Quote every line as written. Omit pictures.

[START]

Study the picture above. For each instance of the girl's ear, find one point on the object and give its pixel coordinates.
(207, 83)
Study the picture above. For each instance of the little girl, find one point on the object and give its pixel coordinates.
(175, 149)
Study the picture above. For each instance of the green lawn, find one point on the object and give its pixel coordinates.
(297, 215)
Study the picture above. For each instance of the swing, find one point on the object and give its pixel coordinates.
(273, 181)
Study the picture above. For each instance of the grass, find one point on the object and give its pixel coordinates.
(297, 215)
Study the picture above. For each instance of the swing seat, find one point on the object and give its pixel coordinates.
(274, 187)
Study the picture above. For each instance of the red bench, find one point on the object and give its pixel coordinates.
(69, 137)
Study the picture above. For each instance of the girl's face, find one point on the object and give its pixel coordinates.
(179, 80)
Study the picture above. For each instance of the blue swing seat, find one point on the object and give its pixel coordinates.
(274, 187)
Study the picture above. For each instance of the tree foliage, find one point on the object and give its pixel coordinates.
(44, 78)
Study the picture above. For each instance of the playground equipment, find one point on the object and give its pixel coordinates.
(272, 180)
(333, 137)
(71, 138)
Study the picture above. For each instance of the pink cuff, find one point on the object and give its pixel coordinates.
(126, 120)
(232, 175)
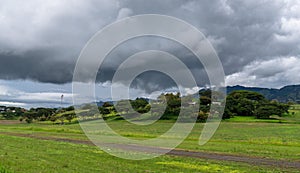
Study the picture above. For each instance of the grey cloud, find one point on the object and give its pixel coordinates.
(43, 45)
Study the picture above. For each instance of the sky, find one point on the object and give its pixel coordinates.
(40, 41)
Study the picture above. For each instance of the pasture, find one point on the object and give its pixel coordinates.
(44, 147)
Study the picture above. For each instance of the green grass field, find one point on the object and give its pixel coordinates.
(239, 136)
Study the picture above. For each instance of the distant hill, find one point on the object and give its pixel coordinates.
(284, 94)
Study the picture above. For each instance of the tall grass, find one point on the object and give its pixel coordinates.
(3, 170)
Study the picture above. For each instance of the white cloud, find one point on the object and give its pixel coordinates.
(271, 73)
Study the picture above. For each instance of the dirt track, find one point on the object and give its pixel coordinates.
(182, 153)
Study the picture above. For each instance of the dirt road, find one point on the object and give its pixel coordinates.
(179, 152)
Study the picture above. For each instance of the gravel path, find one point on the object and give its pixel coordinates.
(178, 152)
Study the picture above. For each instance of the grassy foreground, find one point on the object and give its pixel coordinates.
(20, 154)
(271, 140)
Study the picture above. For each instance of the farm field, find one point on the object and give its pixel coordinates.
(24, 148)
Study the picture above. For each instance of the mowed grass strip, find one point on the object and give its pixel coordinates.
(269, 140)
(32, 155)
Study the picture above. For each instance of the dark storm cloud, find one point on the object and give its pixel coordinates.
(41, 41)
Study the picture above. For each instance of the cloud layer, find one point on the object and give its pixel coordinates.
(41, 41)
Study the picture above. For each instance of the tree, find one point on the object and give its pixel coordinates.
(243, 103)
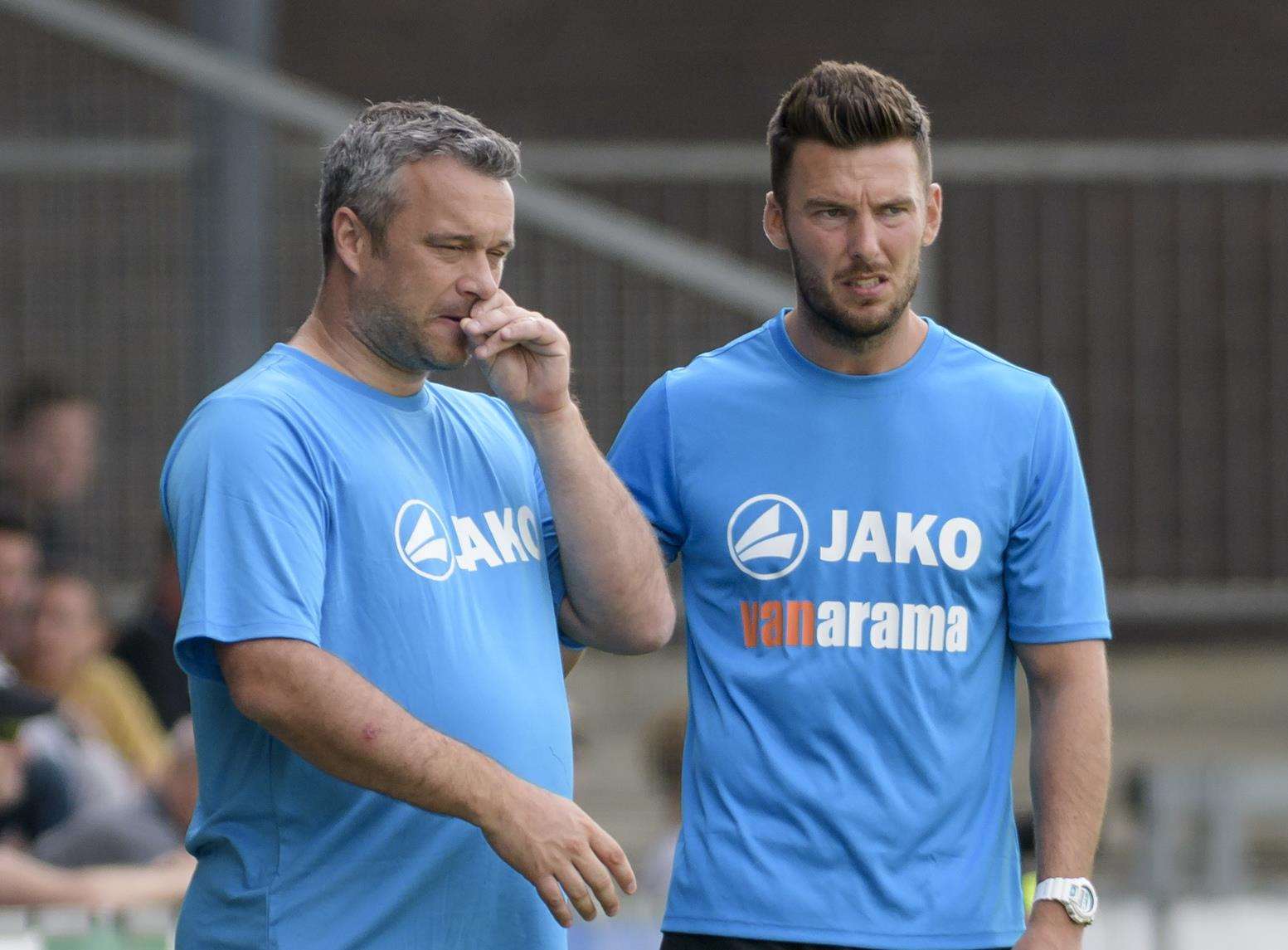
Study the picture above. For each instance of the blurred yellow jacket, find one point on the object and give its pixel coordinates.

[END]

• [TASK OUTPUT]:
Study the picture above. For each instance of the girl's ear, find one point on the object and give its pixel coordinates.
(207, 83)
Study the picture above. For each instance of the little girl, find one point on the object and give its pixel coordinates.
(175, 149)
Study the picture above. For each instance of the green lawn, find one point on the object and give its pixel coordinates.
(297, 215)
Study the picture above. For each instance of the swing, find one point on the object and give its pixel coordinates.
(273, 181)
Study the picture above. For each instance of the grass, find one point on the object and give its pixel coordinates.
(297, 215)
Study the picture above. For each instance of the swing seat, find one point on the object and give its pixel coordinates.
(274, 187)
Study the picture above. For each instance of the red bench, find one point on the object and give its pixel coordinates.
(69, 137)
Study the picture above. For each instance of the girl's face, find one point on the object and give its pixel coordinates.
(179, 80)
Study the picture above. For each instance of the blue swing seat, find one point on the object and give its pixel coordinates.
(274, 187)
Study the picture above. For each instance of the tree foliage, find one point on the object and give its pixel coordinates.
(44, 78)
Study the picture above. For each instance of the playground equipment, find one point on the object and give its pixel coordinates.
(272, 180)
(333, 137)
(71, 138)
Study the picture above. For each instance of the pink cuff, find one point on the object and give its pixel coordinates.
(126, 120)
(232, 175)
Study the picture above. For each instance of the grey cloud, find one point on the object and give its pixel coordinates.
(43, 45)
Study the picture above. For each instance of the sky, find one point on the object and give its pixel coordinates.
(40, 41)
Study the picture above. For each instance of the pasture, find one point on the object and give its pixel coordinates.
(44, 147)
Study the picture above. For each instance of the green grass field, find one point on the object and give its pixel coordinates.
(239, 136)
Study the picture above. For each instance of the distant hill, find one point on the object and give its pixel coordinates.
(284, 94)
Study the picture above. For each instance of the tall grass, find one point on the object and give its pixel coordinates.
(3, 170)
Study the picture above. For each instance of the white cloud, find one point on the object and give its pixel coordinates.
(271, 73)
Study the picture above. For each instance of the dirt track, find one point on the object and give its pixel coordinates.
(182, 153)
Study the picture above. For each instance of the dirt road, find one point on the object and give its pixel coordinates.
(179, 152)
Study the picture above. For each instance of the gravel path, find one point on the object and give its pixel coordinates.
(178, 152)
Study the picture above. For each instance of the grassy foreground, find one point on the object and give its pixel coordinates.
(20, 154)
(271, 140)
Study the picture above. For each instance of the farm field, find one point on the object and give its pixel coordinates.
(24, 148)
Study the picture above. For each instance of the mowed grass strip, find one point on the object and give its pixel coordinates.
(269, 140)
(32, 155)
Study the picture above. For each instance of the dark storm cloud, find one point on the object and give its pixel coordinates.
(41, 41)
Study the picture above. For each instance of the cloud layer, find one point on the object and give its pixel coordinates.
(41, 41)
Study the picture above. For each instance of the tree, find one point on the object and give its pixel coordinates.
(243, 103)
Study the picture above. For each instance of the blurred yellow jacket, find one point on the object and give its pixel coordinates.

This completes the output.